----- Task data -----
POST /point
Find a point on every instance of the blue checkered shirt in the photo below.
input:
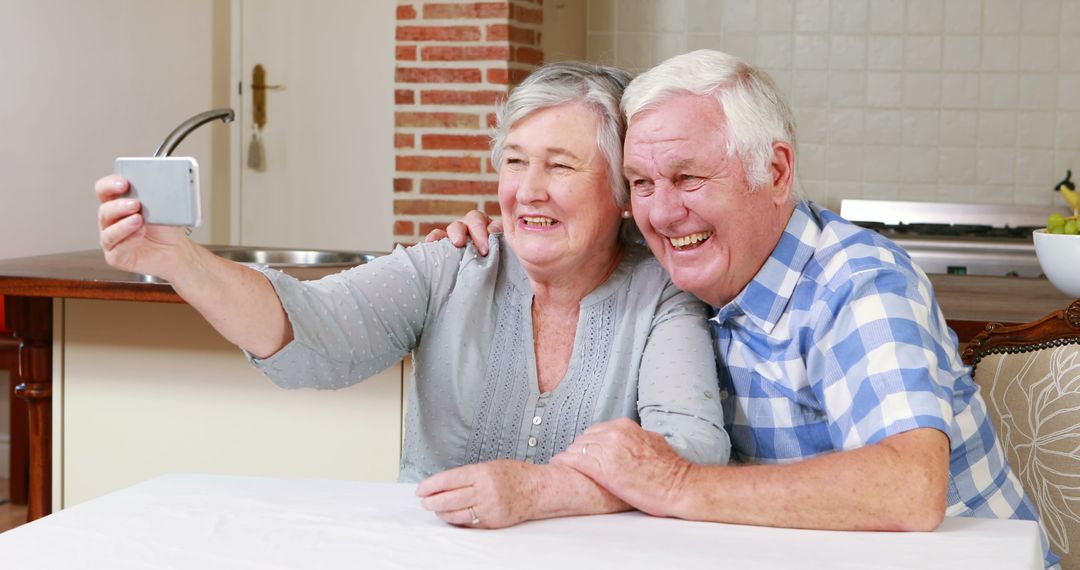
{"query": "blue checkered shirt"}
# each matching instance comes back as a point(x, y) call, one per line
-----
The problem
Rewrite the entries above with every "checkered" switched to "striped" and nothing else changed, leaving out the pictures.

Right answer
POST /point
Find a point on every instance of the blue striped shirt in the photo below.
input:
{"query": "blue striped shirt"}
# each matching instance comes back as a point(x, y) call, one per line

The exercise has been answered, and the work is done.